↓↓↓

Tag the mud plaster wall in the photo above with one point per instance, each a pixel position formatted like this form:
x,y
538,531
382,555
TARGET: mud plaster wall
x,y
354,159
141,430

↑↑↑

Return each record exactly as given.

Tag the mud plaster wall in the photo above with one point per instance, each a pixel position formatted like this form:
x,y
538,531
382,555
TARGET: mud plaster wall
x,y
354,159
141,430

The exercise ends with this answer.